# Allen's R/C Cars - Rochester, IL



## CShearburn (Mar 18, 2005)

Indoor carpet racing starts this Sunday October 28th at Allen's R/C Cars in Rochester, IL (about 7 - 10 minutes East of Springfield). 

*On-Road Only this Sunday, October 28th.*​
No points this weekend, just the first race of the indoor season to break the ice.

*Doors Open/Practice*: 11:00am
*Racing*: 1:00pm

*1/12th Scale Stock* (17.5 Brushless & Stock 27t)
*Mini Cooper*
*Stock Rubber Touring Car* (13.5 & Brushed 27t)
*1/18th Scale*​

*3 or more make a class so get a group together and come on over!*

As of now the only tire additives allowed are Jack the Gripper and TQ. Paragon is not allowed for weekly racing.

More information including contact info can be found at www.allensrccars.com


----------



## CShearburn (Mar 18, 2005)

Hey guys,

Good turnout for the first week. I don't have the results infront of me but we had (7) 1/12th scales, (8) Mini Coopers, and (1) Stock Rubber Touring Car. 

Mini Cooper is going to be as popular as expected. We'll for sure have more of those the next race. 12th scale looks to be strong so far, and I know we'll have more of those too since three more of them were there but not ready to hit the track yet, and there are more yet from out of town. Touring Car should pick up a little as well, but it looks as if 12th scale and Mini is where it is at this winter. 

*This week is OVAL ONLY!*​
No Li-Po's.... Ni-MH only. TQ or Jack the Gripper Only... no Paragon!

Wednesday October 31st
Doors/Practice: 5:30
Racing: 7:30

Sunday November 4th
Doors/Practice: 11:00am
Racing: 1:00pm

-Pan Car 4-cell Brushless 13.5
-Pan Car 4-cell Brushless 17.5
-Losi Slider's - Stock Losi Parts, Any 6-cell 1100mah battery. 
-3 or more make a class

Also note that there will be a group of guys running their ON-ROAD 12th scale cars on the oval this week. So feel free to bring your 12th scale on-road cars out.

*Remember, OVAL ONLY this week!*


----------

:: GIVEN INFORMATION ::

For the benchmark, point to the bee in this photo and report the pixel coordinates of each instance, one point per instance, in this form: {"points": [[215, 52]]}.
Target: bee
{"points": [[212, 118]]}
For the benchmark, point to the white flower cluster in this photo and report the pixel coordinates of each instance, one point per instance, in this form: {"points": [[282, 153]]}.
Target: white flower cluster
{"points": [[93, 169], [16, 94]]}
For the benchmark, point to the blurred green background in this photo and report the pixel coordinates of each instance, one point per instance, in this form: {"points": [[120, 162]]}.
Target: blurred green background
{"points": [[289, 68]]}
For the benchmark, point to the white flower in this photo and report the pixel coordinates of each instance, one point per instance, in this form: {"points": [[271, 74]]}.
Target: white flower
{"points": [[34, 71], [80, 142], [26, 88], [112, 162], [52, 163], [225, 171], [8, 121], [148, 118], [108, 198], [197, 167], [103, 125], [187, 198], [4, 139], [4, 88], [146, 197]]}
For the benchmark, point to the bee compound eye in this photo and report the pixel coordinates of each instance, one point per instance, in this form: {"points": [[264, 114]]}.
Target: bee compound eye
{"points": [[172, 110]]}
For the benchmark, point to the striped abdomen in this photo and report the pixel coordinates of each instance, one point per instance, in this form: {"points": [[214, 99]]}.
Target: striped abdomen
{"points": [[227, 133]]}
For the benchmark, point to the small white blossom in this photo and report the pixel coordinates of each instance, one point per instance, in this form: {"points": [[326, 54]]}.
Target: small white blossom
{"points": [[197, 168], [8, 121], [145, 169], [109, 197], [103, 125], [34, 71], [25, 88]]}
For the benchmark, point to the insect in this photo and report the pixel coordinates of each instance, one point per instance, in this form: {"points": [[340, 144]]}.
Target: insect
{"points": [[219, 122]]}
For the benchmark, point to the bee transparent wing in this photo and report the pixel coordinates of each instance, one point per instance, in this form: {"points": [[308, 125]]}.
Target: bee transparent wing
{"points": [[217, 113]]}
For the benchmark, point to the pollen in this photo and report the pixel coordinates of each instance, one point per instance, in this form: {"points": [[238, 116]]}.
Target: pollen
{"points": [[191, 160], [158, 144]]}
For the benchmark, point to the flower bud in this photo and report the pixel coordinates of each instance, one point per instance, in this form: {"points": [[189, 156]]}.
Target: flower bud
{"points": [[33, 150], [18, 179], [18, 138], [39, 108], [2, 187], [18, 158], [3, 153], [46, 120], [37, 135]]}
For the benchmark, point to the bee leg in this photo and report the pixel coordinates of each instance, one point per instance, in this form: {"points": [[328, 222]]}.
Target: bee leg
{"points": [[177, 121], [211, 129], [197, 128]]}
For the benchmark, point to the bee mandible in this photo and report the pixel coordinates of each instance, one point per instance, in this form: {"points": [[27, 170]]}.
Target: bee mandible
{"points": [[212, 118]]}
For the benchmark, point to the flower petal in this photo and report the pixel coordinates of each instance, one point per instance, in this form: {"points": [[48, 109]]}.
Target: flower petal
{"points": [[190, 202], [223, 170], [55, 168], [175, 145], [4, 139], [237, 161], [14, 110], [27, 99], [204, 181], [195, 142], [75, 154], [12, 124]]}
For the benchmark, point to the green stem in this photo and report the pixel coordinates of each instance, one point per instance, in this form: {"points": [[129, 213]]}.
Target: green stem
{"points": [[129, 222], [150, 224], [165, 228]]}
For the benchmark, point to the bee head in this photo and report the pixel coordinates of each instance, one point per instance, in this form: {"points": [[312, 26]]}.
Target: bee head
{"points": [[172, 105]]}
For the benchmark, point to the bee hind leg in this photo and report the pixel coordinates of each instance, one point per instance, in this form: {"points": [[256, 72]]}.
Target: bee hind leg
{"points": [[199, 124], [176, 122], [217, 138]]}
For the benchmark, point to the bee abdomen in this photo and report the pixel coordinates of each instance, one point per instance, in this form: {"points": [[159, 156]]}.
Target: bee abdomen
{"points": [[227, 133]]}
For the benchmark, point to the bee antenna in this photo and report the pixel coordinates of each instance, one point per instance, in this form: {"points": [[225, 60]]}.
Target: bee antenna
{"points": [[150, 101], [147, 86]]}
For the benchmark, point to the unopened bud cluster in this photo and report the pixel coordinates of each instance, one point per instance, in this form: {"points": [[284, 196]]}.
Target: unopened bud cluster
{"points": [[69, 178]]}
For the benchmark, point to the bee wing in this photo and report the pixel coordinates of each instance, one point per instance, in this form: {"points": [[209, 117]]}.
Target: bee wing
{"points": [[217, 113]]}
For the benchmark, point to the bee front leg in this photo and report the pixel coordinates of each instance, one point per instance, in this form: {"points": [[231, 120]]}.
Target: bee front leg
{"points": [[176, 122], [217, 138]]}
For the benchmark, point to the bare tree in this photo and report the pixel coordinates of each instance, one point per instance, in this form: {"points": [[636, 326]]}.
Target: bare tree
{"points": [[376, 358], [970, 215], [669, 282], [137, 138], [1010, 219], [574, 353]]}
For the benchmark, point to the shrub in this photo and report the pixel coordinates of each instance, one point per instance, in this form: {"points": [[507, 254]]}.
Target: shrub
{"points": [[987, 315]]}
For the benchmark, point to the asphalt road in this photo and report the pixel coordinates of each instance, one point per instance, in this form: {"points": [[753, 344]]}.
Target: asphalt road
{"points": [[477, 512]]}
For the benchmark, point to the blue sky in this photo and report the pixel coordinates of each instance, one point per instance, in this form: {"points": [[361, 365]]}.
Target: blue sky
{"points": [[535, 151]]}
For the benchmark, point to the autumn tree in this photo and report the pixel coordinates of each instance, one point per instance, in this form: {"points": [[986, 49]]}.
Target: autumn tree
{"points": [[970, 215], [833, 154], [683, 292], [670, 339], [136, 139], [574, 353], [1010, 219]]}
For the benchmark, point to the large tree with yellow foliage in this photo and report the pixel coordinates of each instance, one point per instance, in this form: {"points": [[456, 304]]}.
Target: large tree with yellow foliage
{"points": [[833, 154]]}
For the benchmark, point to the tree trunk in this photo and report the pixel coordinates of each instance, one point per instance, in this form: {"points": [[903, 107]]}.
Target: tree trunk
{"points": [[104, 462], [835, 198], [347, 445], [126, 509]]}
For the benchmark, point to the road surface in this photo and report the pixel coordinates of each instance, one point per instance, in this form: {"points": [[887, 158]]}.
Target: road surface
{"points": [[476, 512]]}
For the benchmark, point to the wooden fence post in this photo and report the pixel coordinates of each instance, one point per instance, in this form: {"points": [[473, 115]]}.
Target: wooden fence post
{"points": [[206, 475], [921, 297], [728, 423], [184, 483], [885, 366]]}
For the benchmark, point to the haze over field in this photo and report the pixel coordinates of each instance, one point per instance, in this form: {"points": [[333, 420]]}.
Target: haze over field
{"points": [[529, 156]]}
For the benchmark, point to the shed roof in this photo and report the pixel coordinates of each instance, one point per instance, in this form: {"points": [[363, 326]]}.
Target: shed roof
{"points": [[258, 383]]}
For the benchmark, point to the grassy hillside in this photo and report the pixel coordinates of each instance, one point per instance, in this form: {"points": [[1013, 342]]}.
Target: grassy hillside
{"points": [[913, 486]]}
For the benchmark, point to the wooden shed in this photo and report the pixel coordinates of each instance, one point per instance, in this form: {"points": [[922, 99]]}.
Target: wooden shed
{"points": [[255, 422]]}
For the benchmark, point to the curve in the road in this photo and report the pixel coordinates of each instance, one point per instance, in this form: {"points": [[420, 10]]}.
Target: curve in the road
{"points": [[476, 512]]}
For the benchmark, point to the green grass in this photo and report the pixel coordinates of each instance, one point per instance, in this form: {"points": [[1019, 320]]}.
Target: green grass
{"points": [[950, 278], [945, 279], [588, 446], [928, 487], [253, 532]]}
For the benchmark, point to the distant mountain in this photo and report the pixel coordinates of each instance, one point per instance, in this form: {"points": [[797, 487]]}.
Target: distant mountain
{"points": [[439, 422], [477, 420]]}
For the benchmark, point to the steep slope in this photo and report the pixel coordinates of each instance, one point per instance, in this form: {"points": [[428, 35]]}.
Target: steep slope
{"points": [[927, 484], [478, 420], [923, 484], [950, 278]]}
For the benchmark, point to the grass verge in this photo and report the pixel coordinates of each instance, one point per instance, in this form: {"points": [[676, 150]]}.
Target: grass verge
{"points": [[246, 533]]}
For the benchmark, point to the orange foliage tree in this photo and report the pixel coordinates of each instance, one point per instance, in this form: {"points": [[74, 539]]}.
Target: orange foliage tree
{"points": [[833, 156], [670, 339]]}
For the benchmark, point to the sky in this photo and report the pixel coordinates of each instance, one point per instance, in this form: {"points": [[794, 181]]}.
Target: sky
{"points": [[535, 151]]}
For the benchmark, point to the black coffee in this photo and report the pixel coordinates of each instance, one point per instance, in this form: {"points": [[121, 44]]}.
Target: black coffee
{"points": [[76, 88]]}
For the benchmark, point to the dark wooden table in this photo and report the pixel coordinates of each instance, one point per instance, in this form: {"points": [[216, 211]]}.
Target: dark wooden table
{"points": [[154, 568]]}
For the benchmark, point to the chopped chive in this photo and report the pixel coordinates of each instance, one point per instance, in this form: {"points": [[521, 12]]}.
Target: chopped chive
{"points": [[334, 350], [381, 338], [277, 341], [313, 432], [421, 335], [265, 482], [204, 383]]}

:: SET PROBLEM ::
Replace "Sunday" with "Saturday" throughout the racing thread, everything from "Indoor carpet racing" down to "(13.5 & Brushed 27t)", and give that stretch again.

:: COMPLETE OUTPUT ::
Indoor carpet racing starts this Saturday October 28th at Allen's R/C Cars in Rochester, IL (about 7 - 10 minutes East of Springfield). 

*On-Road Only this Saturday, October 28th.*​
No points this weekend, just the first race of the indoor season to break the ice.

*Doors Open/Practice*: 11:00am
*Racing*: 1:00pm

*1/12th Scale Stock* (17.5 Brushless & Stock 27t)
*Mini Cooper*
*Stock Rubber Touring Car* (13.5 & Brushed 27t)